YOUR OBJECTIVE →
The text of every record, exactly as given and with no pictures, should be your output.

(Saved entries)
····················

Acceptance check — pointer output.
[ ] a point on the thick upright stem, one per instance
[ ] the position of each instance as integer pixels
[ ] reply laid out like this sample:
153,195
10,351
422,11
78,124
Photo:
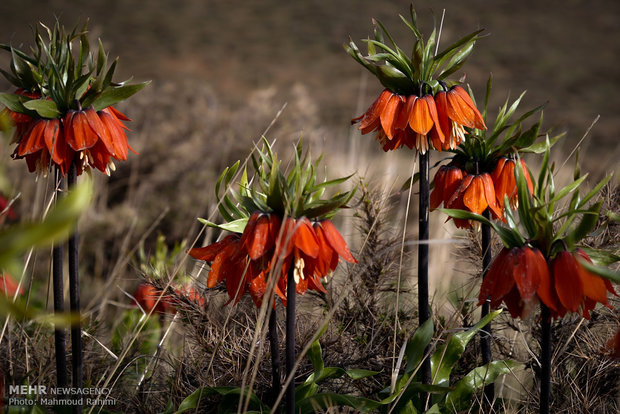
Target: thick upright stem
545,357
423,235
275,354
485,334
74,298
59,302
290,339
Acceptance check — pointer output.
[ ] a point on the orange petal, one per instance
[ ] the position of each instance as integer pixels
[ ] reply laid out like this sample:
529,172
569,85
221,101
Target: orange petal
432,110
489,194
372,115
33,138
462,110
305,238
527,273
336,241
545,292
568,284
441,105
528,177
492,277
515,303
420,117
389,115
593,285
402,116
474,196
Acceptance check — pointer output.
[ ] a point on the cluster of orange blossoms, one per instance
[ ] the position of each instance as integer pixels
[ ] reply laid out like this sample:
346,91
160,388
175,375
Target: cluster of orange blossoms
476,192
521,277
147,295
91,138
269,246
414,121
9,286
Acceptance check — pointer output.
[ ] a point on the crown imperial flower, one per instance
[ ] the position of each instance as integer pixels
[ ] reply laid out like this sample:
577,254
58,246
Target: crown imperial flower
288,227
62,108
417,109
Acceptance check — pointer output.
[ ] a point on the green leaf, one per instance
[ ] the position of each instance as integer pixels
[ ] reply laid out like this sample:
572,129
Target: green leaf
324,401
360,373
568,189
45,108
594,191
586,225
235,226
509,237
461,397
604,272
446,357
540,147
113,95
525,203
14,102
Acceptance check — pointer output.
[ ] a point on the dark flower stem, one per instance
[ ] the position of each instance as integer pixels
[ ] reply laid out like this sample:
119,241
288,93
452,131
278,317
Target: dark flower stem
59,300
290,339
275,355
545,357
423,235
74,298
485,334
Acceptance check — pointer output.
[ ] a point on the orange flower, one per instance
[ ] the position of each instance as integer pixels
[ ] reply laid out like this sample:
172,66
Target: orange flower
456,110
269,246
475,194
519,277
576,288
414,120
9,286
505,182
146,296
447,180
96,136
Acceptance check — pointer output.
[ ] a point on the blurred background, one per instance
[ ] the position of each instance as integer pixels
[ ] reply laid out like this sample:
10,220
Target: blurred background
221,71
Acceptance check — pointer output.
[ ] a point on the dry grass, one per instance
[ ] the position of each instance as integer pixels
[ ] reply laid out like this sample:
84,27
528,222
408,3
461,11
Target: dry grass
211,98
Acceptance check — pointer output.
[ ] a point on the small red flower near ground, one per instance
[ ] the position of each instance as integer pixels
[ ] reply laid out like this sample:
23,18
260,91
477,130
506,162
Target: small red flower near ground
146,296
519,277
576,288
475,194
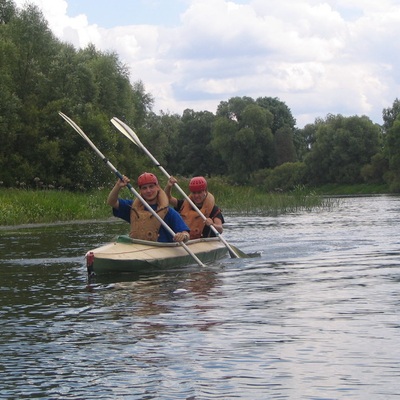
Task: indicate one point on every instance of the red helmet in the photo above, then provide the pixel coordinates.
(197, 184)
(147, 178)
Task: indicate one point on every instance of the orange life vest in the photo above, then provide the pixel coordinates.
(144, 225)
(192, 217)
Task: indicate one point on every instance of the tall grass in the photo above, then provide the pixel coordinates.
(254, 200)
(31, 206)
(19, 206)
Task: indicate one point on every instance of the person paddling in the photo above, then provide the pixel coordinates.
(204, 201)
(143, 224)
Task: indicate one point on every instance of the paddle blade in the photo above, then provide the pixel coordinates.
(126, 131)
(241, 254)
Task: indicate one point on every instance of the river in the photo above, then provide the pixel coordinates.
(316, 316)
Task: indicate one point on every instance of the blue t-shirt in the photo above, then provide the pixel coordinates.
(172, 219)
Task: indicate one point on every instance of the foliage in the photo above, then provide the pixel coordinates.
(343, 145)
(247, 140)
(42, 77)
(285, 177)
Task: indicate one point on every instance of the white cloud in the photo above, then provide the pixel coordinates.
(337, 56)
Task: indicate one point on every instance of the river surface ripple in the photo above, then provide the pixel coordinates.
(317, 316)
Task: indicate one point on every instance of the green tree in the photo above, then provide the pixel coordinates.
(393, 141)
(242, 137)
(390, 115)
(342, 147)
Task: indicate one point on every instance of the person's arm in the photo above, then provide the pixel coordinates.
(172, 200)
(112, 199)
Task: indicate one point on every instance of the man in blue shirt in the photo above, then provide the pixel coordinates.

····················

SOLUTION →
Acceptance check — pointer output.
[ ] a point on the thick upright stem, one per instance
[ ] the position of each instance as integer pixels
[ ] reply laid out like this sample:
153,195
10,351
422,11
78,124
Photo:
Target: thick upright stem
545,357
423,235
275,354
485,334
74,298
59,302
290,339
Acceptance check — pointer output.
[ ] a point on the orange petal, one per instance
[ ] the position of each instance as integer pixels
[ ] reply laid out like this sample:
529,172
569,85
221,101
Target: orange petal
432,110
489,194
372,115
33,138
462,110
305,238
527,273
336,241
545,292
568,284
441,105
528,177
492,277
515,303
420,117
389,115
593,285
402,116
474,196
Acceptance check — pointer output.
[ ] a point on the cluster of orange blossoms, one per instance
[ ] the position of each instance as integer pixels
[ ] reply laid out like this sample:
346,91
160,388
175,375
Target: cluster of orange blossoms
476,192
521,277
147,295
91,138
269,246
414,121
9,286
Acceptance check — pointer output.
[ ] a point on the crown imperial flower, one per instance
[ ] the position of each instance as integer pixels
[ ] reply laid out like this sample:
577,254
58,246
Target: crown imperial flower
288,227
62,108
417,109
Acceptance check — pointer output.
[ ] a point on the green leaf, one per instance
[ ] the position of each instance as integer pixels
[ ] reply laid out like this sample:
572,129
Target: green leaf
324,401
360,373
568,189
45,108
594,191
586,225
235,226
509,237
461,397
604,272
446,357
540,147
113,95
525,203
14,102
Acceptance check — pointer output.
[ ] a point on the dark flower stem, one per instance
[ ] the position of each instance as integer pixels
[ ] reply laid out like this sample:
119,241
288,93
452,131
278,317
Target: dark flower stem
59,300
290,339
275,355
545,357
423,235
74,298
485,334
Acceptance check — pointer output.
[ ] a point on the orange flower, one per instance
[ ] the position of each instance as integer pixels
[ ] reply laid out like this sample:
172,66
Target: orange flower
456,110
269,246
475,194
519,277
576,288
414,120
9,286
505,182
146,296
447,180
96,136
Acceptance check — pointer output.
[ ] a point on the blurred background, one per instance
[ ] the position of each instance as integer pixels
[ ] reply laid out like this sample:
10,220
Target: blurred background
221,71
Acceptance check — pointer output.
[ ] a point on the dry grass, one per instance
[ ] the position of each instance as integer pixels
[ ] reply laid out like this sample:
84,27
528,222
408,3
461,11
Target: dry grass
211,98
Acceptance check — pointer output.
[ ] a point on the small red flower near ground, one per instance
[ ] the position of each instance as integer pixels
[ ] reply laid out like this sample:
23,18
260,91
477,130
506,162
Target: small red flower near ground
146,296
519,277
576,288
475,194
Task: indicate one point on every instance of the red helmet in the photo above, then provide the pixel coordinates.
(197, 184)
(147, 178)
Task: indicate one point on every instance of the orange life vest in the photo above, then provide the pixel coordinates.
(144, 225)
(192, 217)
Task: indicate one point on every instance of the tall grass in the photo above, then provide the pixel coordinates.
(254, 200)
(31, 206)
(19, 206)
Task: indicate one point on every instance of the person paddling in the photo above, then provide the pixel coordinates.
(204, 201)
(143, 224)
Task: indicate one point on every instance of the paddle blade in the photo above, then provide the pixel coordinates.
(126, 131)
(241, 254)
Task: indicate one point on every instance of the river in the photo above, then provide the pixel coordinates.
(316, 316)
Task: indicate one point on every instance of the blue t-shirt in the photo above, then provide the pixel coordinates.
(172, 219)
Task: indicate one point on every instance of the foliage in the photo above, then provide the pixel coordinates.
(343, 145)
(247, 140)
(42, 77)
(285, 177)
Task: indicate one point on every instance of the white cloud in the photo above, then provide the pixel coordinates.
(337, 56)
Task: indicate one point on every instance of the river surface ripple in the photo above, then provide the pixel coordinates.
(317, 316)
Task: indicate one point on every instance of the green tree in the photo above, then provide the pixel coordinates.
(393, 141)
(242, 137)
(390, 115)
(342, 147)
Task: indicate one point on every instance of the person's arm in the photo above, then provide the pixel coordinates.
(172, 200)
(112, 199)
Task: indicate one point on every instance of the man in blue shirt in the photo above, then provide the pixel coordinates.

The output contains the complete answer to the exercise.